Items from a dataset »
★ ★ ★ ★ ★ ★ ★

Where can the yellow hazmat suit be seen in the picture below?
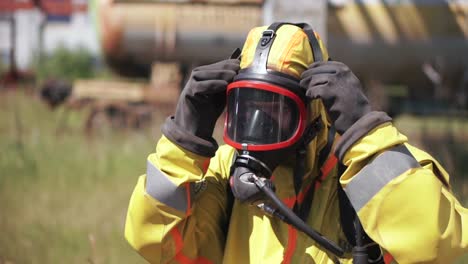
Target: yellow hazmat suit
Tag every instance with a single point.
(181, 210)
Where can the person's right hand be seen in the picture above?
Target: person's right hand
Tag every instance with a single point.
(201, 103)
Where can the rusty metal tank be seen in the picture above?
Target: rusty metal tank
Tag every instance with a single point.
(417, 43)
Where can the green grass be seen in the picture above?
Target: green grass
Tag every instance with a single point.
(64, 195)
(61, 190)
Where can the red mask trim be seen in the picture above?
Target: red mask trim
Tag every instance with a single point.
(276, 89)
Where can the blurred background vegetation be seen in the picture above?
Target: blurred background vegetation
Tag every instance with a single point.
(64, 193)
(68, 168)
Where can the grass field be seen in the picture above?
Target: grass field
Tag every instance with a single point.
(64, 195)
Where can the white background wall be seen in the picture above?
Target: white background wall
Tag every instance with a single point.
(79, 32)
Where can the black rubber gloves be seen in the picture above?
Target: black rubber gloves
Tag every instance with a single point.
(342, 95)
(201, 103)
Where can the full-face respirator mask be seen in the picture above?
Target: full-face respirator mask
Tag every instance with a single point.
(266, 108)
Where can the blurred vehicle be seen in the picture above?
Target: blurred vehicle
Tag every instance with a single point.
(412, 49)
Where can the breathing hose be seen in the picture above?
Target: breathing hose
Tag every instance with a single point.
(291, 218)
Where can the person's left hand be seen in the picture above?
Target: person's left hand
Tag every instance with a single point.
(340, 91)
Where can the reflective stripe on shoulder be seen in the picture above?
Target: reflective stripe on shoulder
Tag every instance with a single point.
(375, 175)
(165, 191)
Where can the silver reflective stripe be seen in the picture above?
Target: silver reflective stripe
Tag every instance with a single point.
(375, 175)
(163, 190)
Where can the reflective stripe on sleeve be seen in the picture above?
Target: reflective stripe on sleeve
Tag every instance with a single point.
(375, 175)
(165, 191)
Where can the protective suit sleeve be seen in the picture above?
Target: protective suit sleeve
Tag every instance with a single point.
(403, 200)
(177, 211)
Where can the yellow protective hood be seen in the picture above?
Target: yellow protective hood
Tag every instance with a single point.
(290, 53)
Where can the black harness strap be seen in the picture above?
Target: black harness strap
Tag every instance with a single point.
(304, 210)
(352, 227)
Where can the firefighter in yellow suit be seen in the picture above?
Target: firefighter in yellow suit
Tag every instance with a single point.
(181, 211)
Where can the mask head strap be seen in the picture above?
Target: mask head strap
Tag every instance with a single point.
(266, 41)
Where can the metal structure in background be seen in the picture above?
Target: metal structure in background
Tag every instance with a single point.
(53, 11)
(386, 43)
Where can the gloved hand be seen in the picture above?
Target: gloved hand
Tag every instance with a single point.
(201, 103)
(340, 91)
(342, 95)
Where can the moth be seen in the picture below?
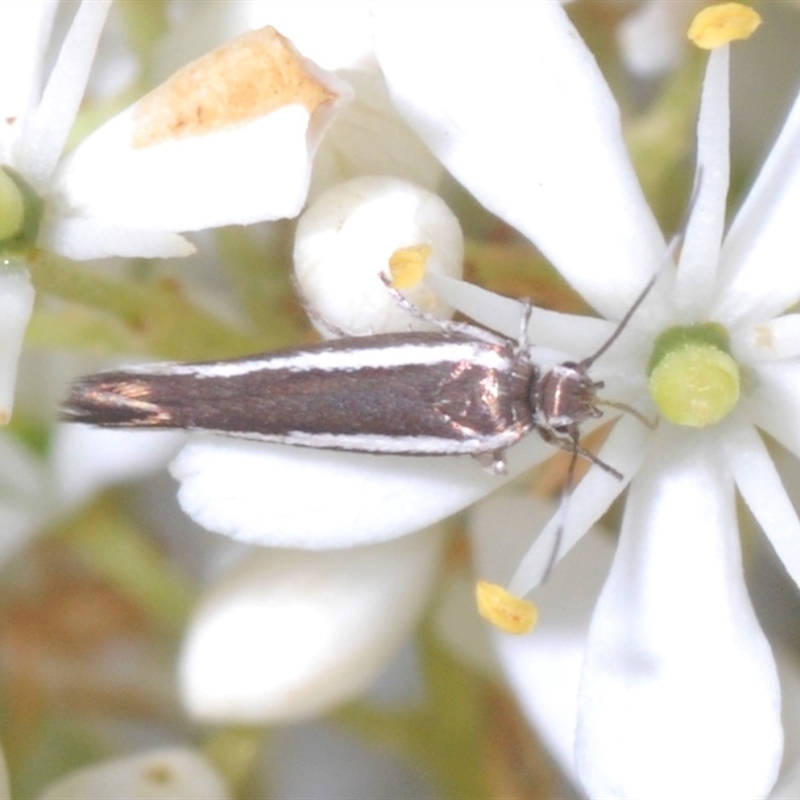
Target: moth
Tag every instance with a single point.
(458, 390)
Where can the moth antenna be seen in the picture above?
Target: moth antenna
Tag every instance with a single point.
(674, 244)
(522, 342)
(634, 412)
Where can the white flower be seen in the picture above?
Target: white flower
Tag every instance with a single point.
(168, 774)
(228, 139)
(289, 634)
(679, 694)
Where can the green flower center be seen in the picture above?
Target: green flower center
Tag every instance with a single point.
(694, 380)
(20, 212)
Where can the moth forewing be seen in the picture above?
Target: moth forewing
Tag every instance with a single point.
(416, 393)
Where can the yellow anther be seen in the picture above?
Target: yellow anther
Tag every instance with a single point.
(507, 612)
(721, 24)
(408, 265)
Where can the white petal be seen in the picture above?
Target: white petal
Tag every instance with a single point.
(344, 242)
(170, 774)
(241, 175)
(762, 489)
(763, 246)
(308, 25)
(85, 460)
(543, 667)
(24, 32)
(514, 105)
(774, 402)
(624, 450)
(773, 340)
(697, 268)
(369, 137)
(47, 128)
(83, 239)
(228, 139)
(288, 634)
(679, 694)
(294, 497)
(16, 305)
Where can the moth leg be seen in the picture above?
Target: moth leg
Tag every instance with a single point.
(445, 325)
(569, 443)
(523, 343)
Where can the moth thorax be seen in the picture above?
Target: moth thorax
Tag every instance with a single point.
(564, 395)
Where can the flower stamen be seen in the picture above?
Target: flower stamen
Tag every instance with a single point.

★ ★ ★ ★ ★ ★ ★

Brief » Make an exact copy of the whole listing, but don't bring over any pictures.

Task response »
Where can the yellow hazmat suit be seen in the picture below?
Target: yellow hazmat suit
Tag every instance with a single point.
(181, 210)
Where can the person's right hand be seen in the picture above?
Target: person's right hand
Tag every instance with a single point.
(201, 103)
Where can the rusty metal tank be seen in the picture above?
Target: rusty metal tank
Tag every instance with a single point.
(417, 43)
Where can the green grass be seen in the picture above?
Target: green grass
Tag every instance with a single point.
(64, 195)
(61, 190)
Where can the red mask trim be seen in the picture above?
Target: red mask trim
Tag every instance with a single point.
(276, 89)
Where can the blurred background vegetation be seen in the picture above?
Target: blurred background vegetation
Tag every instance with a single point.
(64, 193)
(68, 168)
Where can the grass field be seen in the picture above?
Target: grass field
Tag every instance with a single point.
(64, 195)
Where can the white background wall be seen in the picture above?
Target: white background wall
Tag every instance with a single point.
(79, 32)
Where can the black rubber gloves be seen in the picture above?
Target: black rubber gloves
Tag every instance with a single point.
(342, 95)
(201, 103)
Where can the full-face respirator mask be seen in the picture above?
Target: full-face respirator mask
Tag every instance with a single point.
(266, 108)
Where can the blurred vehicle be seen in the picture above?
Target: blurred vehicle
Tag every instance with a single point.
(412, 49)
Where can the breathing hose be seen in the picture above?
Target: breathing hose
Tag every instance with a single point.
(291, 218)
Where can the person's left hand be seen in the picture above?
Target: person's left hand
Tag every instance with a single point.
(340, 91)
Where can the reflective stripe on shoulder be seen in the picture above?
Target: reflective stripe on shoulder
Tag every instance with a single point.
(375, 175)
(165, 191)
Where can the silver reflective stripe be seen in the picture above?
Target: silver reflective stripe
Tag every instance with a single point.
(375, 175)
(163, 190)
Where can the reflective stripe on sleeve be seen in the picture above?
Target: reflective stripe on sleeve
Tag every instance with a single point.
(375, 175)
(165, 191)
Where can the protective suit sleeve be seen in the picture above?
Target: protective suit sleeve
Tag every instance with a single point.
(403, 200)
(177, 211)
Where can the yellow protective hood be seen in the picture above?
Target: yellow protective hood
Tag every instance with a single point.
(290, 53)
Where can the black harness strap be seen in the picture above?
Target: black harness strap
Tag every instance with a single point.
(304, 210)
(352, 227)
Where can the firefighter in yellow suit be seen in the picture above?
Target: firefighter in yellow suit
Tag every instance with a single point.
(181, 211)
Where can the mask head strap be seen in the picture above?
Target: mask head strap
Tag every instance with a single point.
(266, 41)
Where can the metal structure in background be seen in the picture above?
Target: metal structure in background
Tag every instance with a single point.
(53, 11)
(386, 43)
Where can the gloved hand be seen in the picture above?
Target: gloved hand
Tag every instance with a single point.
(201, 103)
(340, 91)
(342, 95)
Where can the moth be seen in the picture below?
Target: moth
Tag every instance with a single point.
(458, 390)
Where can the moth antenna be seen in the picture above?
Target: moth antenna
Tag every instance with a single point.
(674, 244)
(522, 342)
(634, 412)
Where can the white flower be seen in the picture above?
Target: white flower
Tag every instance with a single point.
(168, 774)
(228, 139)
(289, 634)
(679, 694)
Where can the green flower center be seen in the picture above?
Target: green flower center
Tag every instance with a single point.
(694, 380)
(20, 212)
Where can the moth forewing be seen in the picture above?
Target: moth forewing
Tag every instance with a single point.
(416, 393)
Where can the yellow anther be seen in the picture above?
Target: yellow anther
Tag every instance with a single point.
(507, 612)
(721, 24)
(408, 265)
Where can the white petal be seen in the picture above?
Target: white petal
Tag every instance with a single point.
(344, 242)
(170, 774)
(241, 175)
(762, 489)
(763, 246)
(308, 25)
(85, 460)
(543, 667)
(24, 32)
(514, 105)
(774, 402)
(624, 450)
(773, 340)
(697, 268)
(369, 137)
(47, 128)
(83, 239)
(228, 139)
(288, 634)
(679, 694)
(294, 497)
(16, 305)
Where can the moth leg be seen in the picture above?
Target: moth leg
Tag every instance with a single point.
(445, 325)
(569, 443)
(523, 343)
Where can the moth thorax be seen in the picture above?
Target: moth thorax
Tag every instance with a single point.
(564, 395)
Where can the flower stamen be seen in the picture above?
Target: flower stamen
Tag every instance with a single point.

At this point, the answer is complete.